-- Begin SUPPLIED RECORDS --

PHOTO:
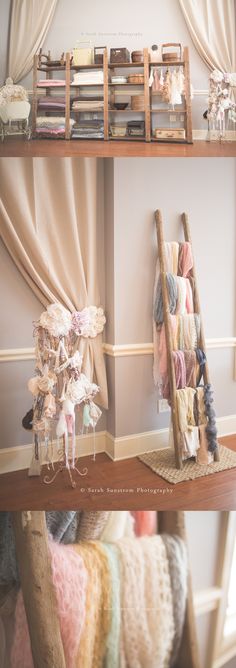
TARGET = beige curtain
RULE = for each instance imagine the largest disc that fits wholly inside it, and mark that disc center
(48, 222)
(211, 24)
(30, 22)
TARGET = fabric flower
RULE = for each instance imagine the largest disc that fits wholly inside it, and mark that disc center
(56, 320)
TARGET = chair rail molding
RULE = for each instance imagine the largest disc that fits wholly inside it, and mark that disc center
(117, 350)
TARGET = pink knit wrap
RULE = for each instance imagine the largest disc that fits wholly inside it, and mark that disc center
(69, 577)
(145, 522)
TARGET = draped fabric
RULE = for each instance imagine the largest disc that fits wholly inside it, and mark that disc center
(30, 22)
(49, 224)
(211, 24)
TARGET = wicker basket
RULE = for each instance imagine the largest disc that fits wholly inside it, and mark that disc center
(119, 55)
(137, 56)
(118, 130)
(136, 78)
(168, 133)
(137, 103)
(169, 56)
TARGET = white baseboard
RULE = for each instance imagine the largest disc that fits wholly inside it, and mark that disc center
(124, 447)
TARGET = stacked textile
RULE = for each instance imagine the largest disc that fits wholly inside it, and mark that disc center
(93, 129)
(120, 604)
(196, 417)
(52, 126)
(88, 77)
(52, 103)
(50, 83)
(87, 105)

-- End SUPPLIED RECORDS --

EXERCISE OBJECTIVE: Rewrite all of the data above, changing "disc center" to "circle center" wherever it appears and keeping everything else the same. Leave the pictures out of your answer.

RIGHT ANSWER:
PHOTO:
TARGET = beige curtain
RULE = for each instance imagine the largest disc that fits wholly inside it, and mark that circle center
(48, 222)
(211, 24)
(30, 22)
TARGET = fabric flower
RULE = for each instance imagine the largest disc that fits wholly inside it, and mark that circle center
(56, 320)
TARGET = chair rail molding
RULE = for each instance imagine the largest disc that fits wholly inside it, and mark that circle center
(117, 350)
TARGET = pink knit wrap
RULE = for each instance imagine the largest disc that fits wholly inside it, and mark that circle center
(69, 577)
(145, 522)
TARGET = draped fabric
RULE = for each instance imagine the largest disc that fits wholly inside it, and mark that circle center
(30, 22)
(49, 224)
(211, 24)
TARGET = wicker basket
RULE = for each instance imagine the largest disc that fits wholly inside it, and mark that circle center
(119, 55)
(137, 56)
(118, 130)
(136, 78)
(168, 133)
(137, 103)
(169, 56)
TARGET = white baseboard
RULE = for each instance imagine the largest disc that fits wholly inside it, and mark that circle center
(124, 447)
TARGET = stacked textile
RULE = for each instance imagine the largest disc that fits wholly inside it, and mark that circle center
(93, 129)
(120, 604)
(196, 417)
(52, 126)
(88, 77)
(52, 103)
(50, 83)
(87, 105)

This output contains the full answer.